DATA SECTION:
---

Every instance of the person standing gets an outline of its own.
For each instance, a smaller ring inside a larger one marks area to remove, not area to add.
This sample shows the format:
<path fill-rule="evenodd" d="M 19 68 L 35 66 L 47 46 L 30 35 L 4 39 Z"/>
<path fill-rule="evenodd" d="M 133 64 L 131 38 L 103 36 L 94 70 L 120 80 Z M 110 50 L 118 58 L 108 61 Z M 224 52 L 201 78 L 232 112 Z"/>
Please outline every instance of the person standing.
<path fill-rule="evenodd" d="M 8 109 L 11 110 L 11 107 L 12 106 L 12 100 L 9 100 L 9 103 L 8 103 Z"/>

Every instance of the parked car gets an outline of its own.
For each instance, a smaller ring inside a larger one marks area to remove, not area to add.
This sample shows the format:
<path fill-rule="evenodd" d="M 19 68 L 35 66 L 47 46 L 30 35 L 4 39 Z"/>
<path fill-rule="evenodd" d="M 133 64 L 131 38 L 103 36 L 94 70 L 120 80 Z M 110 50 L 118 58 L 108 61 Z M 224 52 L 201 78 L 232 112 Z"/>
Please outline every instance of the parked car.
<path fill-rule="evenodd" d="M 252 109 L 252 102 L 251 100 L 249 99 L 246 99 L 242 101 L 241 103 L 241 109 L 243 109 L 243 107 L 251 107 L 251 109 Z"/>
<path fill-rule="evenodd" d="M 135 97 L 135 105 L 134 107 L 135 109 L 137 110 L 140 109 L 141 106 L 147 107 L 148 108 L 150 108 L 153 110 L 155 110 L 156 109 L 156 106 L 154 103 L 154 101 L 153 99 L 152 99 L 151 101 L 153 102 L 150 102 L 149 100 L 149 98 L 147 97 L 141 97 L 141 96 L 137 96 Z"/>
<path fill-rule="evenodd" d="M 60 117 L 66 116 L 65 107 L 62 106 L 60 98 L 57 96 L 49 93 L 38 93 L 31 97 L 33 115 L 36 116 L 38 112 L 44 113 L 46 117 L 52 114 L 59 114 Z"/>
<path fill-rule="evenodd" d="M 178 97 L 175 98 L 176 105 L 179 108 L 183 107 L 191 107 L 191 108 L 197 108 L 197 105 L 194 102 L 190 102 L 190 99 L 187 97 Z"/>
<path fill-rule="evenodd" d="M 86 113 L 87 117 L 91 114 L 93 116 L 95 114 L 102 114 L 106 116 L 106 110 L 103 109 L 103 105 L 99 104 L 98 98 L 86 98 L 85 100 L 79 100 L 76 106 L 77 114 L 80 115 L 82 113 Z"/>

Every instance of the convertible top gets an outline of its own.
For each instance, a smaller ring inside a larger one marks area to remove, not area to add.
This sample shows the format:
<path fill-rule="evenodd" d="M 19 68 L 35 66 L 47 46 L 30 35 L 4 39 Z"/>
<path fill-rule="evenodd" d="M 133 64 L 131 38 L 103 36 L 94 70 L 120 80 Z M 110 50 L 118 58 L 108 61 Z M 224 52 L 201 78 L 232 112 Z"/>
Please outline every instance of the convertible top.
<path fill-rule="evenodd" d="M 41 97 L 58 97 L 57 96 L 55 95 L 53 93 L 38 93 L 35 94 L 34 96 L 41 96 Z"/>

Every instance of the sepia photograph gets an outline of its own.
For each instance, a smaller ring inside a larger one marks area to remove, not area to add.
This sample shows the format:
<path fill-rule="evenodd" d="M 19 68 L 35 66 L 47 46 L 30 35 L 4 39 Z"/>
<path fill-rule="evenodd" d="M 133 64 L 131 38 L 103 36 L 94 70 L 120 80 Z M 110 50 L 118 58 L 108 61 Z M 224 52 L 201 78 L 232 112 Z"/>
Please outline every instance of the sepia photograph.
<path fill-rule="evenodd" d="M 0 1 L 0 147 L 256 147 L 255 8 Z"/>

---

THE EXERCISE:
Turn every line of the rows above into a numbered list, leaving out the blank lines.

OUTPUT FOR THIS TASK:
1. Every instance of the person standing gets an outline of its own.
2. For each instance, a smaller ring inside a larger one marks area to remove, not area to add.
3. This sample shows the format:
4. <path fill-rule="evenodd" d="M 19 68 L 35 66 L 47 46 L 30 35 L 4 39 Z"/>
5. <path fill-rule="evenodd" d="M 133 64 L 131 38 L 103 36 L 94 70 L 120 80 Z M 110 50 L 118 58 L 108 61 Z M 224 52 L 201 78 L 232 112 Z"/>
6. Please outline every instance of the person standing.
7. <path fill-rule="evenodd" d="M 8 109 L 11 110 L 11 107 L 12 106 L 12 100 L 9 100 L 9 103 L 8 103 Z"/>
8. Every instance of the parked car gets an outline of its own.
9. For each instance, a smaller ring inside a larger one marks area to remove, not area to add.
10. This sample shows the format:
11. <path fill-rule="evenodd" d="M 19 68 L 35 66 L 47 46 L 30 35 L 4 39 Z"/>
12. <path fill-rule="evenodd" d="M 133 64 L 131 38 L 103 36 L 94 70 L 120 80 Z M 110 50 L 118 58 L 108 61 Z M 224 52 L 201 78 L 232 112 Z"/>
13. Please outline every instance of the parked car.
14. <path fill-rule="evenodd" d="M 252 109 L 252 102 L 251 100 L 249 99 L 246 99 L 242 101 L 241 103 L 241 109 L 243 109 L 243 107 L 251 107 L 251 109 Z"/>
15. <path fill-rule="evenodd" d="M 135 97 L 135 105 L 134 107 L 135 109 L 137 110 L 140 109 L 141 106 L 147 107 L 148 108 L 150 108 L 153 110 L 155 110 L 156 109 L 156 106 L 154 103 L 154 101 L 153 99 L 152 99 L 151 101 L 153 102 L 150 102 L 149 100 L 149 98 L 147 97 L 141 97 L 141 96 L 137 96 Z"/>
16. <path fill-rule="evenodd" d="M 60 117 L 66 116 L 65 107 L 62 106 L 60 98 L 57 96 L 49 93 L 38 93 L 31 97 L 33 115 L 36 116 L 38 112 L 44 113 L 46 117 L 52 114 L 59 114 Z"/>
17. <path fill-rule="evenodd" d="M 178 97 L 175 98 L 176 105 L 179 108 L 183 107 L 191 107 L 191 108 L 197 108 L 197 105 L 194 102 L 190 102 L 190 99 L 187 97 Z"/>
18. <path fill-rule="evenodd" d="M 86 113 L 87 117 L 91 114 L 93 116 L 95 114 L 102 114 L 106 116 L 106 110 L 103 109 L 103 105 L 99 104 L 98 98 L 86 98 L 85 100 L 79 100 L 76 106 L 77 114 L 80 115 L 82 113 Z"/>
19. Every instance of the convertible top gets an outline of its own.
20. For each instance, a smaller ring inside a larger one marks area to remove, not area to add.
21. This sample shows the format:
22. <path fill-rule="evenodd" d="M 19 68 L 35 66 L 47 46 L 30 35 L 4 39 Z"/>
23. <path fill-rule="evenodd" d="M 133 64 L 131 38 L 103 36 L 94 70 L 120 80 Z M 110 50 L 118 58 L 108 61 Z M 224 52 L 201 78 L 232 112 Z"/>
24. Please outline every instance of the convertible top.
25. <path fill-rule="evenodd" d="M 41 97 L 58 97 L 57 96 L 55 95 L 53 93 L 38 93 L 35 94 L 34 96 L 41 96 Z"/>
26. Every instance of the sepia photograph gets an outline of its own.
27. For each instance, a smaller ring inside a larger one marks area to remove, not area to add.
28. This sample shows the format:
29. <path fill-rule="evenodd" d="M 19 68 L 35 66 L 47 46 L 30 35 L 4 39 Z"/>
30. <path fill-rule="evenodd" d="M 133 64 L 131 38 L 103 36 L 94 70 L 120 80 Z M 110 50 L 118 58 L 108 61 Z M 224 52 L 201 78 L 232 112 Z"/>
31. Please outline every instance of the sepia photograph.
32. <path fill-rule="evenodd" d="M 0 1 L 0 147 L 256 147 L 255 8 Z"/>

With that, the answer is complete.